___ Dataset rows

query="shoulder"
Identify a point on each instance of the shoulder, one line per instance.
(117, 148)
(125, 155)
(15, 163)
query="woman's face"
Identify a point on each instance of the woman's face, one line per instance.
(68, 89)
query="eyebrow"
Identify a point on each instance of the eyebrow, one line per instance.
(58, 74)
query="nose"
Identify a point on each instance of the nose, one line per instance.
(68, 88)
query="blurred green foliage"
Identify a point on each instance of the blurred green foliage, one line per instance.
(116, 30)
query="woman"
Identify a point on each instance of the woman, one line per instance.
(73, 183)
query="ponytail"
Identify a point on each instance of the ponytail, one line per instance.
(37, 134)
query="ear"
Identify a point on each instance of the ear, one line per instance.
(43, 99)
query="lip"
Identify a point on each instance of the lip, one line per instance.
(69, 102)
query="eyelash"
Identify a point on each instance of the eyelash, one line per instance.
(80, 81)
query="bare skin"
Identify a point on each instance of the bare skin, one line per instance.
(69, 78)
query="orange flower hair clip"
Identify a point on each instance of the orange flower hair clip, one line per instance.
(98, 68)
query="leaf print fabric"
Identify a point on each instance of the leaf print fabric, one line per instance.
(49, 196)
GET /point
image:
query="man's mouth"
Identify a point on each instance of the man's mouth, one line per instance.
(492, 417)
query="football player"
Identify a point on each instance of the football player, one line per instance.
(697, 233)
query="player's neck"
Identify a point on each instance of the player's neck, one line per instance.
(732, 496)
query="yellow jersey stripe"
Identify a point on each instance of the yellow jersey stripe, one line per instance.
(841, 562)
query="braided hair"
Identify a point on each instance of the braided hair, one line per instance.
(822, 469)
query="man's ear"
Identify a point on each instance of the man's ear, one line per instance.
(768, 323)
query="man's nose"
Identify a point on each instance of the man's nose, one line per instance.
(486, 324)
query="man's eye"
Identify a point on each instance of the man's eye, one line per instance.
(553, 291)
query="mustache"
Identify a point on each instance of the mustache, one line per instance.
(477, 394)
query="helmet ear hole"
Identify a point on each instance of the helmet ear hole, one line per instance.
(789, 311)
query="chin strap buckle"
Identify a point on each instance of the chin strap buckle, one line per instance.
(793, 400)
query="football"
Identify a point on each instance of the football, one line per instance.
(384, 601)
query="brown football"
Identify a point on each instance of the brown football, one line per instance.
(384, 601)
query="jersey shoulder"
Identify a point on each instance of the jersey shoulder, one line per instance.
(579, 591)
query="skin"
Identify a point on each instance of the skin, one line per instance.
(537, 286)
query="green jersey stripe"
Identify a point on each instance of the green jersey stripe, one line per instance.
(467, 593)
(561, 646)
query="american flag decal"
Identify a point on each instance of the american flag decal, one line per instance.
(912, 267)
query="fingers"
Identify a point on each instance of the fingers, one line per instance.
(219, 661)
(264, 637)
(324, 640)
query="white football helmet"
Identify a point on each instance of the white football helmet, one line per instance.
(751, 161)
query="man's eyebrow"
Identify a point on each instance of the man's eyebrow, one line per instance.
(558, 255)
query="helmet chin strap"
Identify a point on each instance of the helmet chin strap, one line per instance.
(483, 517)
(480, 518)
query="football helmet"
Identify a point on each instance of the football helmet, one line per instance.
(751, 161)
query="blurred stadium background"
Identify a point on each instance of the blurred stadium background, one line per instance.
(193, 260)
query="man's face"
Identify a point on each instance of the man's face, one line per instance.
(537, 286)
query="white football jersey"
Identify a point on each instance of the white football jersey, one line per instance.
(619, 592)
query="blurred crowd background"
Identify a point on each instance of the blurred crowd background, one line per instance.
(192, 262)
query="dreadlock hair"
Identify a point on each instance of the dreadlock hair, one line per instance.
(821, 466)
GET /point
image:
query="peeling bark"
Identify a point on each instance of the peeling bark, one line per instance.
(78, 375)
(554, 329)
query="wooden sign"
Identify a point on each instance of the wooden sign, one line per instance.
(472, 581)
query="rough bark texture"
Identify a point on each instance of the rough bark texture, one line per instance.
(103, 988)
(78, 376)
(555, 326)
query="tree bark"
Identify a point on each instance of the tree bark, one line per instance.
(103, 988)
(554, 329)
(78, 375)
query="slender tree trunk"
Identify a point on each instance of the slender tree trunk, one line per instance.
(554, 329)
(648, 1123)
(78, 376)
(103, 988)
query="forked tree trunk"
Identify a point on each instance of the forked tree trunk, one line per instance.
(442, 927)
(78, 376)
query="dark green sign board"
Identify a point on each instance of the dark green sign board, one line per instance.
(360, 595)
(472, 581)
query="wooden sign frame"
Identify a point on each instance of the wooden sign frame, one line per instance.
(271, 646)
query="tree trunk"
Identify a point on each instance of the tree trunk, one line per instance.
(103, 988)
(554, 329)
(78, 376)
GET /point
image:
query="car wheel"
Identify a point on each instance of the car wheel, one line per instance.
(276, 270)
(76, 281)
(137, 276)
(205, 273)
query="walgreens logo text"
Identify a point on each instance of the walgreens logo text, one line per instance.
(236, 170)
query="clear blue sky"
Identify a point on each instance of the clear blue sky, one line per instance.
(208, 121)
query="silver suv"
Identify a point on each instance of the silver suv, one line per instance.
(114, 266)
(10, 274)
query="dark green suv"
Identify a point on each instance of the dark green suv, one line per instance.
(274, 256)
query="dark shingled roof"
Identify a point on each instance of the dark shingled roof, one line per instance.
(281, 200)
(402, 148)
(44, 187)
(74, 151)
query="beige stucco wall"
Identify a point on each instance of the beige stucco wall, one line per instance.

______

### What you will do
Each line of the listing should be copied exactly.

### Exercise output
query="shoulder"
Identify a point on each instance of the shoulder, one line per instance.
(117, 148)
(125, 155)
(15, 163)
query="woman's face"
Identify a point on each instance of the woman's face, one line per instance.
(68, 89)
query="eyebrow"
Identify a point on each instance of the eyebrow, one line per instance.
(58, 74)
query="nose"
Identify a point on each instance of the nose, one line per instance.
(68, 88)
query="blurred green foliage"
Identify a point on each instance of the blurred green foliage, one line per instance.
(116, 30)
query="woman"
Identify a point on each instance of the woman, one line per instance.
(73, 183)
query="ponytail"
Identify a point on each instance of the ponytail, one line per instance.
(37, 134)
query="ear"
Identify a point on each instance of the ear, one line per instance.
(43, 99)
query="lip"
Identify a point on each instance of the lip, one line per instance.
(69, 102)
query="eyelash"
Identify a point on each instance of the eyelash, one line per instance.
(80, 81)
query="bare skin"
Identify a point on each instance of the bare skin, one line per instance.
(69, 78)
query="orange flower hair clip"
Identify a point on each instance of the orange flower hair clip, one line per instance.
(98, 68)
query="leaf print fabric"
Identify a point on each instance of the leaf print fabric, one line per instance.
(49, 196)
GET /point
image:
query="man's mouth"
Identify a point on each instance of the man's mouth, one line per instance.
(492, 417)
query="football player"
Identify a point on each instance of the football player, one line per instance.
(697, 233)
query="player's neck"
Identify a point on each instance of the player's neck, one line per instance.
(732, 496)
query="yellow jersey stripe"
Identify a point on each instance of the yellow jersey stripe, one line per instance.
(841, 562)
query="braided hair"
Identify a point on each instance of the braided hair, one line per instance.
(822, 469)
query="man's ear"
Identify a point on each instance of the man's ear, one line per instance.
(768, 323)
query="man's nose"
Identify a point on each instance of the man's nose, one line per instance.
(486, 324)
query="man's eye"
Identify a point on each instance of the man's eye, one line per instance.
(553, 291)
query="mustache"
Identify a point on each instance of the mustache, one line per instance.
(477, 394)
query="helmet ear hole"
Identify a point on each instance of the helmet ear hole, one line per instance.
(789, 311)
query="chin strap buckle"
Identify a point on each instance of the chin strap buckle, one line per instance.
(793, 400)
query="football"
Identify a point on each instance of the football, one line per instance.
(384, 601)
query="brown football"
Identify a point on each instance of the brown football, one line per instance.
(384, 601)
query="jersey shoulder"
Identify a point on each instance of the jersey shoulder, one line per instance.
(579, 591)
query="skin"
Identify a point on each instance of the skin, one line per instance.
(537, 286)
query="green jersey stripe"
Identify a point on each instance of the green jersey stripe, one line per instance.
(467, 593)
(561, 646)
query="american flag decal"
Identify a point on each instance of the american flag decal, one line per instance.
(912, 267)
query="fingers"
Identify a point on each instance of the fingers, one line per instance.
(219, 661)
(264, 637)
(324, 640)
query="white football helmet"
Identify a point on each instance of the white football helmet, one line per instance.
(751, 161)
query="man's eyebrow"
Identify a point on each instance of the man's eyebrow, one line per instance.
(558, 255)
query="helmet chin strap"
Identify a point on each instance of the helmet chin strap, one line per instance.
(483, 517)
(480, 518)
query="football helmet"
Identify a point on each instance of the football helmet, one line per instance.
(751, 161)
query="blurred stadium background"
Identify a point on each instance of the blurred stadium background, one line per instance.
(193, 260)
query="man's face"
Identify a point on each instance of the man's face, one line per instance.
(537, 286)
query="white football jersey"
Identify a point on each instance of the white football jersey, one line per instance.
(619, 592)
query="blurred crowd background"
Identify a point on each instance of the blurred crowd background, one line per instance.
(192, 262)
query="dreadlock hair"
Identify a point on each instance of the dreadlock hair, one line per instance.
(821, 466)
GET /point
image:
query="peeling bark"
Identify a point on each instance of the peeling bark, one line per instance.
(78, 375)
(554, 329)
query="wooden sign"
Identify a point on each instance of the wooden sign, one line per instance.
(472, 581)
query="rough bark texture"
Identify a point on each instance of the rough bark texture, one line per instance.
(103, 988)
(78, 376)
(555, 326)
query="tree bark"
Identify a point on each instance of the tree bark, one line per instance.
(103, 988)
(554, 329)
(78, 375)
query="slender tree trunk"
Identify a point on each instance of the slender tree trunk, one line per instance.
(554, 329)
(648, 1123)
(78, 376)
(103, 988)
query="forked tree trunk"
Identify a point on each instance of the forked tree trunk, one line per instance.
(442, 927)
(78, 376)
query="dark green sign board"
Identify a point on each instance of the dark green sign board, one line per instance.
(360, 595)
(472, 581)
query="wooden sign frame"
Identify a point on each instance of the wooden sign frame, one line per instance.
(271, 646)
query="tree trunk"
Identify a point on each instance of the tree trunk, one line per instance.
(103, 988)
(554, 329)
(78, 376)
GET /point
image:
query="car wheel"
Identify a point on each instance of the car wheel, one line per instance.
(276, 270)
(76, 281)
(137, 276)
(205, 273)
query="walgreens logo text"
Identify a point on each instance of the walgreens logo text, one line per instance.
(236, 170)
query="clear blue sky"
Identify a point on each instance of the clear blue sky, one line per instance.
(208, 121)
query="silver suv"
Identify a point on each instance of the silver suv, one line per instance.
(114, 266)
(10, 274)
query="dark green suv"
Identify a point on each instance of the dark green suv, one line per instance.
(274, 256)
query="dark shingled roof"
Identify a point on each instance of the dark shingled roof, one line per instance.
(281, 200)
(402, 148)
(44, 187)
(74, 151)
query="beige stucco wall"
Identify a point on each instance of the beige stucco wall, one line per instance.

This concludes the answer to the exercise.